── EXCERPTED DATA ──

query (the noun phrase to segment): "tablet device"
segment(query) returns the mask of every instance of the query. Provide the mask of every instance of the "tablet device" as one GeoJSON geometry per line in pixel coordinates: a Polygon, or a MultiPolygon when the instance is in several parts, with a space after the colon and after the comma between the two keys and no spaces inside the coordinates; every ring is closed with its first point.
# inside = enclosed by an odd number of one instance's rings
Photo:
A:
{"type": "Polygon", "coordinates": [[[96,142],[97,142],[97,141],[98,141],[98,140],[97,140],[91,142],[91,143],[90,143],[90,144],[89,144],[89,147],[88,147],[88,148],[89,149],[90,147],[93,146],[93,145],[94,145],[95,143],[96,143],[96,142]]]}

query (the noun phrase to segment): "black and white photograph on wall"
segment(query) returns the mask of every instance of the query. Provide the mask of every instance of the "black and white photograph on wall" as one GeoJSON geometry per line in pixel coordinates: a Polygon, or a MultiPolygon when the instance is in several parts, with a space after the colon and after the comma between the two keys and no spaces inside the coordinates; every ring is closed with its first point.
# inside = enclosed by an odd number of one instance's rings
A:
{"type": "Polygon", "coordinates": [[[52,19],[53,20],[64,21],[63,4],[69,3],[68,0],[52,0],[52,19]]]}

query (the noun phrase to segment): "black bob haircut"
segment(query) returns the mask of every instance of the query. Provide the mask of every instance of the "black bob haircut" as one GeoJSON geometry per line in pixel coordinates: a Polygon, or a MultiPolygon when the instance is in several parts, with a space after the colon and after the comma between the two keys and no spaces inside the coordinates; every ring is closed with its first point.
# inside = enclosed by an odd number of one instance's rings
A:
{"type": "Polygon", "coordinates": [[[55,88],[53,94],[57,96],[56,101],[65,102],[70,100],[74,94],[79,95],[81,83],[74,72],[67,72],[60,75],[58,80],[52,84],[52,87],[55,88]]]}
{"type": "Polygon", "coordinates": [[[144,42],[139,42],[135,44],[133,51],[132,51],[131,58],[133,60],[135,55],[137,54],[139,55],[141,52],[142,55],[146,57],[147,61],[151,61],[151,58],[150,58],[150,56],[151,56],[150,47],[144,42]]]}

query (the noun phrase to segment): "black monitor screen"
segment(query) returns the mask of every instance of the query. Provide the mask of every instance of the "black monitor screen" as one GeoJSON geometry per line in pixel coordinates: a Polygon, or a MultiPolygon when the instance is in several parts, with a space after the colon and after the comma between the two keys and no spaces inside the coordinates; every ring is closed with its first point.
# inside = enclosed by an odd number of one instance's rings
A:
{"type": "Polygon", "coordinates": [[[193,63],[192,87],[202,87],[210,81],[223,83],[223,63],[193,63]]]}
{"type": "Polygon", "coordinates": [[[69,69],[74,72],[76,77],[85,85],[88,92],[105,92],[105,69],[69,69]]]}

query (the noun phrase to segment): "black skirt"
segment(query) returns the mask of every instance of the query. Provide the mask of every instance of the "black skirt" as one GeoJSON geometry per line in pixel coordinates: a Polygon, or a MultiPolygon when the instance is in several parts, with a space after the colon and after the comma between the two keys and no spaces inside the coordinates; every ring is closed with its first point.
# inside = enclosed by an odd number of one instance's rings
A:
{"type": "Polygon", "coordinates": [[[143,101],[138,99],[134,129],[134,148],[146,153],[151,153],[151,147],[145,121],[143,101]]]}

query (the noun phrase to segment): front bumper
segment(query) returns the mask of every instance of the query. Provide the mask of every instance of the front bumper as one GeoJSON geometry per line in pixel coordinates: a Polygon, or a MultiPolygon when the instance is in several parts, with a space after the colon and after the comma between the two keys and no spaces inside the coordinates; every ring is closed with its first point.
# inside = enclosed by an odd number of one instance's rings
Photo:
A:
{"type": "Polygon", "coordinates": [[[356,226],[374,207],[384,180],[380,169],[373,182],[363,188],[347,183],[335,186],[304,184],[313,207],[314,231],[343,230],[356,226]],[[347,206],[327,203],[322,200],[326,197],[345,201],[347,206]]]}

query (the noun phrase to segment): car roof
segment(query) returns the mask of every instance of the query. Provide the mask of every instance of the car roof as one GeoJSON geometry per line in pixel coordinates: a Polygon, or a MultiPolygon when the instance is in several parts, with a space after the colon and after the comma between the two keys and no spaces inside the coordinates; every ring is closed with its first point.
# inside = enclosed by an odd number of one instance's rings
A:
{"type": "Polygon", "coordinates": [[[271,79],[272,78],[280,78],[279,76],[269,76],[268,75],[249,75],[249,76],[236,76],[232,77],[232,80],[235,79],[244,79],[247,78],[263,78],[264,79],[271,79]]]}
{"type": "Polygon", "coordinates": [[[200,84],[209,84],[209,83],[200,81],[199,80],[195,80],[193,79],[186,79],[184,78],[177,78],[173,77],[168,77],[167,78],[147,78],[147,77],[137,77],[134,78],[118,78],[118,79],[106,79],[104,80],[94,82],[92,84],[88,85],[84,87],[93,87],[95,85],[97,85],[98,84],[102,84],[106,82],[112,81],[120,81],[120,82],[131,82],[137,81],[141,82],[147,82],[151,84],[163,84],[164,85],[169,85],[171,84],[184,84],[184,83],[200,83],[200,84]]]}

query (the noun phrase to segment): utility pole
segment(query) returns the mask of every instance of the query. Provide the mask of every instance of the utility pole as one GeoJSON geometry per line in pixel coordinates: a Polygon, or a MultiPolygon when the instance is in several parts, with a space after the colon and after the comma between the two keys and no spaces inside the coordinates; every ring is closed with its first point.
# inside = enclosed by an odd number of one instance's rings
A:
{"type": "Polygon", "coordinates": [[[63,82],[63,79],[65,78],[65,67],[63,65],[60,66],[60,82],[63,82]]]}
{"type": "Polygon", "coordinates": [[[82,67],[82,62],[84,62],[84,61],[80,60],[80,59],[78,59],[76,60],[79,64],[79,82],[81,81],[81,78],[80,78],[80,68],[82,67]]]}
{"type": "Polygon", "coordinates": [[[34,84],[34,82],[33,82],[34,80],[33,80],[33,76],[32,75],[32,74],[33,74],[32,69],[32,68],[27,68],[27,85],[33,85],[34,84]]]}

───

_EXERCISE AIM_
Format every line of the listing above as a numbered list, leaving out the blank lines.

_REPLY_
1. query (the noun phrase to segment): "tablet device"
2. segment(query) returns the mask of every instance of the query. Provide the mask of every instance of the "tablet device" as one GeoJSON geometry per line in pixel coordinates: a Polygon, or a MultiPolygon when the instance is in several parts, with a space after the colon and after the comma between the two keys and no spaces inside the coordinates; every ring is closed with its first point.
3. # inside = enclosed by an odd number of one instance's rings
4. Photo:
5. A:
6. {"type": "Polygon", "coordinates": [[[96,142],[97,142],[97,141],[98,141],[98,140],[97,140],[91,142],[91,143],[90,143],[90,144],[89,144],[89,147],[88,147],[88,148],[89,149],[90,147],[93,146],[93,145],[94,145],[95,143],[96,143],[96,142]]]}
7. query (the noun phrase to segment): "black and white photograph on wall"
8. segment(query) returns the mask of every instance of the query. Provide the mask of every instance of the "black and white photograph on wall" as one GeoJSON geometry per line in pixel coordinates: a Polygon, or a MultiPolygon when the instance is in several parts, with a space after the colon and after the comma between the two keys and no spaces inside the coordinates; every ring is closed with its first point.
9. # inside = enclosed by an odd number of one instance's rings
10. A:
11. {"type": "Polygon", "coordinates": [[[52,19],[53,20],[64,21],[63,4],[69,3],[68,0],[52,0],[52,19]]]}
12. query (the noun phrase to segment): "black bob haircut"
13. segment(query) returns the mask of every instance of the query. Provide the mask of every instance of the "black bob haircut" as one GeoJSON geometry per line in pixel coordinates: a Polygon, or a MultiPolygon when the instance is in several parts, with a space after the colon and after the comma between the two keys and no spaces inside the coordinates; every ring is closed with its first point.
14. # inside = enclosed by an odd number of one instance's rings
15. A:
16. {"type": "Polygon", "coordinates": [[[55,88],[53,94],[57,96],[56,101],[65,102],[70,100],[74,94],[79,95],[81,83],[74,72],[67,72],[60,75],[58,80],[52,84],[52,87],[55,88]]]}
17. {"type": "Polygon", "coordinates": [[[144,42],[139,42],[135,44],[133,51],[132,51],[131,58],[133,60],[135,55],[137,54],[139,55],[141,52],[142,55],[146,57],[147,61],[151,61],[151,58],[150,58],[150,56],[151,56],[150,47],[144,42]]]}
18. query (the noun phrase to segment): "black monitor screen"
19. segment(query) returns the mask of every instance of the query. Provide the mask of every instance of the "black monitor screen" as one GeoJSON geometry per line in pixel coordinates: a Polygon, or a MultiPolygon when the instance is in several parts, with a space after the colon and after the comma between the two keys and no spaces inside the coordinates; every ring is closed with its first point.
20. # inside = enclosed by an odd number of one instance's rings
21. A:
22. {"type": "Polygon", "coordinates": [[[193,63],[192,87],[202,87],[210,81],[223,83],[223,63],[193,63]]]}
23. {"type": "Polygon", "coordinates": [[[69,69],[74,72],[76,77],[85,85],[88,92],[105,92],[105,69],[69,69]]]}
24. query (the noun phrase to segment): "black skirt"
25. segment(query) returns the mask of every instance of the query. Provide the mask of every instance of the "black skirt" as one GeoJSON geometry per line in pixel coordinates: a Polygon, or a MultiPolygon when the instance is in several parts, with a space after the colon and after the comma between the two keys and no spaces inside the coordinates; every ring is closed with its first point.
26. # inside = enclosed by an odd number of one instance's rings
27. A:
28. {"type": "Polygon", "coordinates": [[[143,101],[138,99],[134,129],[134,148],[146,153],[151,153],[151,147],[145,121],[143,101]]]}
29. query (the noun phrase to segment): front bumper
30. segment(query) returns the mask of every instance of the query. Provide the mask of every instance of the front bumper as one GeoJSON geometry per line in pixel coordinates: a Polygon, or a MultiPolygon when the instance is in several parts, with a space after the colon and after the comma between the two keys and no spaces inside the coordinates; every ring is closed with its first point.
31. # inside = enclosed by an odd number of one instance's rings
32. Photo:
33. A:
34. {"type": "Polygon", "coordinates": [[[356,226],[374,207],[384,180],[380,169],[373,182],[363,188],[347,183],[335,186],[304,184],[313,207],[314,231],[343,230],[356,226]],[[347,206],[327,203],[322,200],[326,197],[345,201],[347,206]]]}
35. query (the noun phrase to segment): car roof
36. segment(query) returns the mask of every instance of the query. Provide the mask of every instance of the car roof as one GeoJSON geometry per line in pixel coordinates: a Polygon, or a MultiPolygon when the instance is in several parts, with a space after the colon and after the comma between the two keys and no spaces inside the coordinates; every ring is closed with its first point.
37. # inside = enclosed by an odd number of one instance's rings
38. A:
39. {"type": "Polygon", "coordinates": [[[271,79],[272,78],[280,78],[279,76],[269,76],[268,75],[249,75],[249,76],[236,76],[232,77],[232,80],[235,79],[244,79],[247,78],[263,78],[264,79],[271,79]]]}
40. {"type": "Polygon", "coordinates": [[[200,84],[209,84],[209,83],[200,81],[199,80],[195,80],[193,79],[186,79],[184,78],[177,78],[173,77],[168,77],[167,78],[147,78],[147,77],[137,77],[134,78],[118,78],[118,79],[106,79],[104,80],[94,82],[92,84],[88,85],[84,87],[93,87],[95,85],[97,85],[98,84],[102,84],[106,82],[112,81],[120,81],[120,82],[131,82],[137,81],[141,82],[147,82],[151,84],[163,84],[164,85],[169,85],[171,84],[184,84],[184,83],[200,83],[200,84]]]}
41. query (the noun phrase to segment): utility pole
42. segment(query) returns the mask of every instance of the query. Provide the mask of every instance of the utility pole as one GeoJSON geometry per line in pixel coordinates: a Polygon, or a MultiPolygon when the instance is in several parts, with a space after the colon and after the comma between the two keys and no spaces inside the coordinates; every ring is closed with its first point.
43. # inside = enclosed by an odd number of one instance's rings
44. A:
45. {"type": "Polygon", "coordinates": [[[63,82],[63,79],[65,78],[65,67],[63,65],[60,66],[60,82],[63,82]]]}
46. {"type": "Polygon", "coordinates": [[[82,67],[82,62],[84,62],[84,61],[80,60],[80,59],[78,59],[76,60],[79,64],[79,82],[81,81],[81,78],[80,78],[80,68],[82,67]]]}
47. {"type": "Polygon", "coordinates": [[[34,84],[34,82],[33,82],[34,80],[33,80],[33,76],[32,75],[32,74],[33,74],[32,69],[32,68],[27,68],[27,85],[33,85],[34,84]]]}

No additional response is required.